**Texte fourni**
────
Aucun gala ne peut rivaliser avec les Grammy en ce qui a trait à la quantité de superstars au pied carré. Tant dans la salle que sur scène. Justin Timberlake va y chanter ce soir. U2 aussi. Tout comme Lil Wayne et Coldplay, les deux meneurs de la compétition. Qui va l'emporter? Tout dépend de l'album et de la chanson qui seront annoncés en fin de soirée.

L'audience des Grammy n'est pas en hausse. Logique: si le marché de la musique ne cesse de se fragmenter, l'idée même de réunir tous les publics autour d'un seul gala censé célébrer ce qui se fait de mieux dans tous les genres musicaux semble de plus en plus illusoire. L'attribution du prix du meilleur album à River: The Joni Letters de Herbie Hancock l'an dernier, devant Rehab d'Amy Winehouse, a par ailleurs plombé la crédibilité de la cérémonie aux yeux de plusieurs.
────
Modifiez le passage du texte sur les Grammy compris entre « L'audience des Grammy » et « yeux de plusieurs. », inclus, en y remplaçant « meilleur album » par « meilleur disque ». Les enregistrements qui suivent ce texte proviennent d'une autre source.

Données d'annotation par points
────
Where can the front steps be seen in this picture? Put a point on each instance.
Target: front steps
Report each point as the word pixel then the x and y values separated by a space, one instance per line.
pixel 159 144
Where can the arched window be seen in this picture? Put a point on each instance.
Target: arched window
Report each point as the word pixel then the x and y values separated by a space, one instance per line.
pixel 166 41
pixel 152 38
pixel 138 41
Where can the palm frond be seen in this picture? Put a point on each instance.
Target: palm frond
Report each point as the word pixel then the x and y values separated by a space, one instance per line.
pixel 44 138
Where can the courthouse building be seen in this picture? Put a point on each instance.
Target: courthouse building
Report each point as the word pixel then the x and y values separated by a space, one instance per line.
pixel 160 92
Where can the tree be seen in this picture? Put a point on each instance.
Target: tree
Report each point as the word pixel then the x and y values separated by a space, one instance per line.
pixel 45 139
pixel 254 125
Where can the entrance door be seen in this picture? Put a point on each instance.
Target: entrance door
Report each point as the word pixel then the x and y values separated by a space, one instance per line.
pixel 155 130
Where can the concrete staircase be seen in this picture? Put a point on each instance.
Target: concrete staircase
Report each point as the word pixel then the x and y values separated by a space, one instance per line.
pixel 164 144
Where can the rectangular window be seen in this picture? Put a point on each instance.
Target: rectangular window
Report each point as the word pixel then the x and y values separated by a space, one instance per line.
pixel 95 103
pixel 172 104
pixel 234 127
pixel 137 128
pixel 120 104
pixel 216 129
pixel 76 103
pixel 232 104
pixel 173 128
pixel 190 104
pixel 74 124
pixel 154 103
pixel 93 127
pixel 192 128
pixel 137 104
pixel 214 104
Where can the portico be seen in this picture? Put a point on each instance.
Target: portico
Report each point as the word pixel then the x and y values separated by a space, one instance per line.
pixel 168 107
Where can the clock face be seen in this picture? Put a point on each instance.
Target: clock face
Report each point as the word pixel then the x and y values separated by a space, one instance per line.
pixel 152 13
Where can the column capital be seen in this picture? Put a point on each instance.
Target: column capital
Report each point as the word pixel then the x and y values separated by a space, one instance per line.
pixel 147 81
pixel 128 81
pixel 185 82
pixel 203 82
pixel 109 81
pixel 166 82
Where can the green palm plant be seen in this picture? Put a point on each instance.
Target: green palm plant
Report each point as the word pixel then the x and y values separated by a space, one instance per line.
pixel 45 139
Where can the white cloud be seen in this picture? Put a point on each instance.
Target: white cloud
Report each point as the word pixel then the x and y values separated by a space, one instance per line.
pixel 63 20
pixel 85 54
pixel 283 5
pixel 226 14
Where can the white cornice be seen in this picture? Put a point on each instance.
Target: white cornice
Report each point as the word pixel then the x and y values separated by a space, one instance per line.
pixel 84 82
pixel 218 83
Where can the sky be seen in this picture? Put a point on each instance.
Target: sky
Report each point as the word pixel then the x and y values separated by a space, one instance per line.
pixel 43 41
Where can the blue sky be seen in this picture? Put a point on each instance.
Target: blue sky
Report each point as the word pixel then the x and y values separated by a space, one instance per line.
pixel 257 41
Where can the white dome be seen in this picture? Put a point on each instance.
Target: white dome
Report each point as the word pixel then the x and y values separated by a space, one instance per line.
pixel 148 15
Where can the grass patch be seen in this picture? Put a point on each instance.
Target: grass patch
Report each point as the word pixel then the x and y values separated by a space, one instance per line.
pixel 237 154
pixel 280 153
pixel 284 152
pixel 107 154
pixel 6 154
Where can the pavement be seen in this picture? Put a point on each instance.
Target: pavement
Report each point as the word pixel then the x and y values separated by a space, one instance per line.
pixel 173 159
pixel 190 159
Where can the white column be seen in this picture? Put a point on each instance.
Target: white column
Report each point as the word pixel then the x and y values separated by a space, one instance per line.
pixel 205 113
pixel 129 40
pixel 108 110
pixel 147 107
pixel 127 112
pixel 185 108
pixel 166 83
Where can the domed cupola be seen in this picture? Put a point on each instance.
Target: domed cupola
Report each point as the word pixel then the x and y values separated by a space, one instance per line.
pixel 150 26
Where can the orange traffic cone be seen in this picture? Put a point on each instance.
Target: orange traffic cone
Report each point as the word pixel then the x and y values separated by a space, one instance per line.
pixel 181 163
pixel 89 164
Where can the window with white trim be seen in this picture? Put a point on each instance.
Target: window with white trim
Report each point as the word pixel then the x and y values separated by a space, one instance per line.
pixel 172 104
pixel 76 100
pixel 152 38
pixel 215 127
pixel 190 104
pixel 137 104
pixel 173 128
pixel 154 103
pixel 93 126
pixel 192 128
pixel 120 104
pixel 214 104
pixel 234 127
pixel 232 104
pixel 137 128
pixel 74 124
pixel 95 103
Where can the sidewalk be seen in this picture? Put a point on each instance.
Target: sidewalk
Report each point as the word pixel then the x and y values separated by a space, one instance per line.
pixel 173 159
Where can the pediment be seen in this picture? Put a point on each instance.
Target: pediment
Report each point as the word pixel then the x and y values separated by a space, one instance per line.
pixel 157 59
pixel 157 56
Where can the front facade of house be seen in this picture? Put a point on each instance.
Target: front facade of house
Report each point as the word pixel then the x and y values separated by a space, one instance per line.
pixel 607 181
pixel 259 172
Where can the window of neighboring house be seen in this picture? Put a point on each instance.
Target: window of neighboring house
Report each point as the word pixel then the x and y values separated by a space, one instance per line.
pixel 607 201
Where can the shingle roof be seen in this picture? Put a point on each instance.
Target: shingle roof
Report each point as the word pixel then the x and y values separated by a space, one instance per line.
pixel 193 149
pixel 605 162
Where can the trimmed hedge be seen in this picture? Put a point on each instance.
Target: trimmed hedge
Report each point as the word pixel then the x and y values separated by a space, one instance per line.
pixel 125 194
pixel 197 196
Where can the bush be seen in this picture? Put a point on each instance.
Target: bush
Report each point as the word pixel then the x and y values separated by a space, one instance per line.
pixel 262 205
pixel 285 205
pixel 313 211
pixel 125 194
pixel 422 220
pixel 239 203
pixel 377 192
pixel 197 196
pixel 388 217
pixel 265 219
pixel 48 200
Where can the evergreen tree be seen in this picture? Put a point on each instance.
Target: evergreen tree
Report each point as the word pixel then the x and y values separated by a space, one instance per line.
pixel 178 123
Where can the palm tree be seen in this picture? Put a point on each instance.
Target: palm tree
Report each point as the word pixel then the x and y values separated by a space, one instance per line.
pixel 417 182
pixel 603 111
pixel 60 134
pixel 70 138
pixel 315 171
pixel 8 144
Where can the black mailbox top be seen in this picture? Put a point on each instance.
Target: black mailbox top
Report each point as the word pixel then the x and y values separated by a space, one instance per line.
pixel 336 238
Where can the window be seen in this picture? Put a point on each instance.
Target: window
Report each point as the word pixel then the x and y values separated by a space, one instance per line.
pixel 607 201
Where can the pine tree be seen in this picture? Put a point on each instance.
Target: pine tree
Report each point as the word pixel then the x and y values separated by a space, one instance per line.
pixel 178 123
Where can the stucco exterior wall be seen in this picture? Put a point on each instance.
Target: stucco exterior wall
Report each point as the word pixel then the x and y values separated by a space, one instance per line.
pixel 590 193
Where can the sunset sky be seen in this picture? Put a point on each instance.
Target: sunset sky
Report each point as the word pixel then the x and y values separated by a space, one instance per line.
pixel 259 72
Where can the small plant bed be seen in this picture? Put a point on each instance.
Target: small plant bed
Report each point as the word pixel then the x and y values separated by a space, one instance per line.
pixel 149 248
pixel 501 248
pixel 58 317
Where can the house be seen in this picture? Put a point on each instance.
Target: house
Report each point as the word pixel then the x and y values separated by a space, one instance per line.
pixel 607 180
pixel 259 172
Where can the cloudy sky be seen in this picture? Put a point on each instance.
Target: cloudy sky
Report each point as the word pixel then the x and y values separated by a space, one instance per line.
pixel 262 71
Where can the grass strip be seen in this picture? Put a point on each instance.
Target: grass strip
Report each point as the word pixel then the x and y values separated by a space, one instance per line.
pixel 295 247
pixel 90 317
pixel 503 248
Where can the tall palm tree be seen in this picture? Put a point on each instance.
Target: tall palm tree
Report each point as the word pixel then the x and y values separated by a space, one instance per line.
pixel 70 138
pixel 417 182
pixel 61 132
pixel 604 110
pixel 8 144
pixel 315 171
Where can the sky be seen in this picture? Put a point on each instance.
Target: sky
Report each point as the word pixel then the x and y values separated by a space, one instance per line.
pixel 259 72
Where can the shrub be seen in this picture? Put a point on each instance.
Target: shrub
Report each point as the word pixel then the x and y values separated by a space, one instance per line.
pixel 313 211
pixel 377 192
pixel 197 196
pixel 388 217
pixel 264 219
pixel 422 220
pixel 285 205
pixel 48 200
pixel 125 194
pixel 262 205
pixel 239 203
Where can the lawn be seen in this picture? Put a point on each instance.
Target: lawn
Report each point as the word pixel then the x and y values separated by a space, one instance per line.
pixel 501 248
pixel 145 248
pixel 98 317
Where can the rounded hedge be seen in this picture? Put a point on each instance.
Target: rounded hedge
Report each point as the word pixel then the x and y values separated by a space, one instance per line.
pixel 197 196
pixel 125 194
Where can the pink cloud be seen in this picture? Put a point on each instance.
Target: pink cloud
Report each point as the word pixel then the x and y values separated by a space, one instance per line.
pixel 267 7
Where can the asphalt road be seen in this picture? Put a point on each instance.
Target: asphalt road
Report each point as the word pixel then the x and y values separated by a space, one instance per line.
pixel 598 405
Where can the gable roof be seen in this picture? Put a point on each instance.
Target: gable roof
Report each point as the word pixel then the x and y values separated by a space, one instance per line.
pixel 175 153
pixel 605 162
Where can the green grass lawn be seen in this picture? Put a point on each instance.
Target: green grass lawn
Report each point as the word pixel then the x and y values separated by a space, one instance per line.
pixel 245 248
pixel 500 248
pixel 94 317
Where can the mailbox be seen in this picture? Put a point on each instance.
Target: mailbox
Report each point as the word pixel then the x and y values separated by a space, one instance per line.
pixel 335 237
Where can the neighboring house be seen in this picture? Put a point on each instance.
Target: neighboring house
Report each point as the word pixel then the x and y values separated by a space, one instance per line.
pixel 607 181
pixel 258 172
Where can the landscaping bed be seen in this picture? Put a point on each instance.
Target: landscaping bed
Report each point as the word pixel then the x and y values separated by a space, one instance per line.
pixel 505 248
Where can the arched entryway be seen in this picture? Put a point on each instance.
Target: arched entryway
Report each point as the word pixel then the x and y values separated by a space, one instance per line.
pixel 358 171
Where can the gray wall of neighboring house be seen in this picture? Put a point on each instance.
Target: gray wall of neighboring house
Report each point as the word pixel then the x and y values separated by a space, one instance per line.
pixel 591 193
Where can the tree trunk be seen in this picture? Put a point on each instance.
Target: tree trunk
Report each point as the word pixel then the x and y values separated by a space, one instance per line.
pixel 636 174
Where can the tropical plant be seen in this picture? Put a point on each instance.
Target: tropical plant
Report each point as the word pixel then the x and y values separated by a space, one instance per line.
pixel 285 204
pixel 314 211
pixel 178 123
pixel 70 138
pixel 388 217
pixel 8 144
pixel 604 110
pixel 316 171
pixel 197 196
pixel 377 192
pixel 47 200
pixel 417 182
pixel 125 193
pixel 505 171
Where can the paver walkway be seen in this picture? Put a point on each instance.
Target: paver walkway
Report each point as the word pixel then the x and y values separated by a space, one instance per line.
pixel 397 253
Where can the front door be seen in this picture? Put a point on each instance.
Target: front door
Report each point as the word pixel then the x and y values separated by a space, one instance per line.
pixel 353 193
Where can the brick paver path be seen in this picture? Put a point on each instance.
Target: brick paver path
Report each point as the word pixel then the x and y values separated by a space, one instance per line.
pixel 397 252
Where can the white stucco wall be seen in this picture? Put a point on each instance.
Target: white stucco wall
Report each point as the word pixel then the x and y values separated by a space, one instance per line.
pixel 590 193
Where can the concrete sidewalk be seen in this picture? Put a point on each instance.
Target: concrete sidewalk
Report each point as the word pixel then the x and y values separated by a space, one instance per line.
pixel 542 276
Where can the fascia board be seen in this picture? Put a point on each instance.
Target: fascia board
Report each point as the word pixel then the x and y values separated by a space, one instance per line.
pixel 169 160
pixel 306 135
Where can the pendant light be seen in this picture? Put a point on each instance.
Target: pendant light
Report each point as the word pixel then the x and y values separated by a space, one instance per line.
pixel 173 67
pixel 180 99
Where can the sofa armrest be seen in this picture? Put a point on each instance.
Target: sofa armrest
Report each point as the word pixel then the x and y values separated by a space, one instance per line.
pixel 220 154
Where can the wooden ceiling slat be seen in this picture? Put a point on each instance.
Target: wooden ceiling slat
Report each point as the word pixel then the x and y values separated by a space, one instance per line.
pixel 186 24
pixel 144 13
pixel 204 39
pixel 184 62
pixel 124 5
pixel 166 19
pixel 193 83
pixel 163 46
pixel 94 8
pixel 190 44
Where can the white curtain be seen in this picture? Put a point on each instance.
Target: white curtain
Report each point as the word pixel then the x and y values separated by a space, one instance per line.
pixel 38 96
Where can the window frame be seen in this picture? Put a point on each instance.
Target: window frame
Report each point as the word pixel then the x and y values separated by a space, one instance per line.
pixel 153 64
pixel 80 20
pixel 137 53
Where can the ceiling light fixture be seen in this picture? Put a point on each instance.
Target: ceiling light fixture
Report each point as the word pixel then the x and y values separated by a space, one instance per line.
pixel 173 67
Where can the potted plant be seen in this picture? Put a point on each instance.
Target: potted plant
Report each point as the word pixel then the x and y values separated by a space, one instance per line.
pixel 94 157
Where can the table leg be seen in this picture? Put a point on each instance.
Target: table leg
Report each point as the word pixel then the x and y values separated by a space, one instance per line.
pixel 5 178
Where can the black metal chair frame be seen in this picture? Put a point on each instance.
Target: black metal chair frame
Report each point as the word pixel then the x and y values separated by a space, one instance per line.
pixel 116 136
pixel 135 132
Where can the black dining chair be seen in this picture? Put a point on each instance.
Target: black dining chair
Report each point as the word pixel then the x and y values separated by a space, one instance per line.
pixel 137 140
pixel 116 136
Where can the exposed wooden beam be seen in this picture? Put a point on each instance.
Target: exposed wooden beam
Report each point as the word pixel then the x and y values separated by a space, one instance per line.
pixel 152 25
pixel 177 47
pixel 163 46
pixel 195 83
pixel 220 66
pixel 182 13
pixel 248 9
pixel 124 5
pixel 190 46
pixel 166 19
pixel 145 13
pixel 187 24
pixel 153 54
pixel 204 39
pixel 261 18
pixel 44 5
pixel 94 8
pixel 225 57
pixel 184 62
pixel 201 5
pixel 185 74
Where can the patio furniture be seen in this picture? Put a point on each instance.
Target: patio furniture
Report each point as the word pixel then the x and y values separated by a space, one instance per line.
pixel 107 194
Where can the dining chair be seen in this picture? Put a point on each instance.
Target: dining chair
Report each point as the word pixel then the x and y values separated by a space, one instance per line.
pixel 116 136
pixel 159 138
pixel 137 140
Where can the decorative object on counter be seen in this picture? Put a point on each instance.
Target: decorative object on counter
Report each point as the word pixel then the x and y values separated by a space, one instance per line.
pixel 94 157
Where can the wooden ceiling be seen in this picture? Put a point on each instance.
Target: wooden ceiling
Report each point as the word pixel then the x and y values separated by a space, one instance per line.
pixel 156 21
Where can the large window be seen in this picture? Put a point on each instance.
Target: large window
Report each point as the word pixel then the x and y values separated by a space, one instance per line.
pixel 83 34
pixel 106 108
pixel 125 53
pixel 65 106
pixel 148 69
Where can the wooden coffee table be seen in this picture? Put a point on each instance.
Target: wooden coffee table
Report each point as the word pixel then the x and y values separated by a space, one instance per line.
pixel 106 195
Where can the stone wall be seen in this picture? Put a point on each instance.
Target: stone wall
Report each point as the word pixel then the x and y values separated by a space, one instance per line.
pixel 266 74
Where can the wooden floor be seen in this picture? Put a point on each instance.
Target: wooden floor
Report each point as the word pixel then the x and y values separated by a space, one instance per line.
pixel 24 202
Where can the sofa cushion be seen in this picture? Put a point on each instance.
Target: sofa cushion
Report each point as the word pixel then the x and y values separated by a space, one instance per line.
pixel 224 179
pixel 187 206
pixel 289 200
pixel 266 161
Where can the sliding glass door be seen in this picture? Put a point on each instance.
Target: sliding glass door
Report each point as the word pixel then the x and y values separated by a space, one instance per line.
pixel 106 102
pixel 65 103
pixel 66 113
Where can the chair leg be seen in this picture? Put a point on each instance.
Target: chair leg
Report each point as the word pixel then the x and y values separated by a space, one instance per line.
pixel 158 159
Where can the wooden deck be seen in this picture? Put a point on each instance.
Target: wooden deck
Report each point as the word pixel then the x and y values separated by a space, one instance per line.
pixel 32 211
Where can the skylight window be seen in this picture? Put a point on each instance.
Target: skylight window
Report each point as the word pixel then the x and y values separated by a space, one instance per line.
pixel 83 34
────
**Exercice corrigé**
L'audience des Grammy n'est pas en hausse. Logique: si le marché de la musique ne cesse de se fragmenter, l'idée même de réunir tous les publics autour d'un seul gala censé célébrer ce qui se fait de mieux dans tous les genres musicaux semble de plus en plus illusoire. L'attribution du prix du meilleur disque à River: The Joni Letters de Herbie Hancock l'an dernier, devant Rehab d'Amy Winehouse, a par ailleurs plombé la crédibilité de la cérémonie aux yeux de plusieurs.